__DATASET CONTENT__:
·····

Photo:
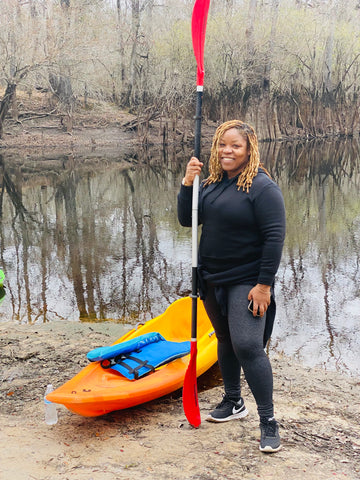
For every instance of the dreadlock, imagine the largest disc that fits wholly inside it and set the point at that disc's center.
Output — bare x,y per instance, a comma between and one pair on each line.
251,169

·····

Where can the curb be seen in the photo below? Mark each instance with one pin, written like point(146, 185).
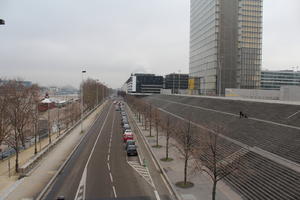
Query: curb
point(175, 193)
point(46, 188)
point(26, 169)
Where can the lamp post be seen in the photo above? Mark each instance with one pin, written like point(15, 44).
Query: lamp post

·····

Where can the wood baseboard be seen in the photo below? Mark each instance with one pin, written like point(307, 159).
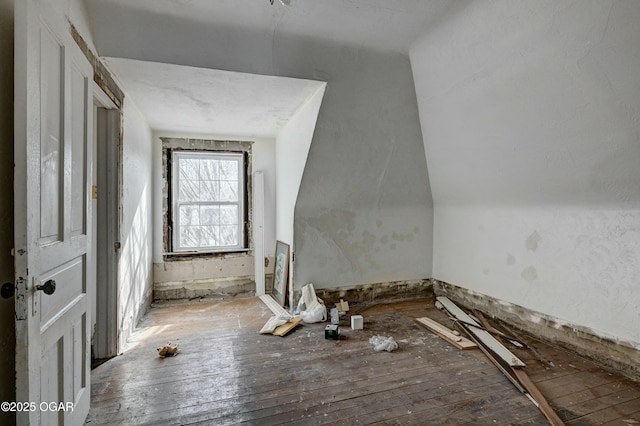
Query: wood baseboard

·····

__PROBLEM__:
Scan the records above for the string "like", and copy every line where it turns up.

__WRITTEN SOLUTION__:
Where can the curb be seen in the photo below? Mark each instance with one pin, written like point(146, 185).
Where can the lamp post be seen in the photo above? Mark each instance with one pin, written like point(15, 44).
Where can the wood baseboard be seen in the photo below? Mark each instance with one pin, written like point(307, 159).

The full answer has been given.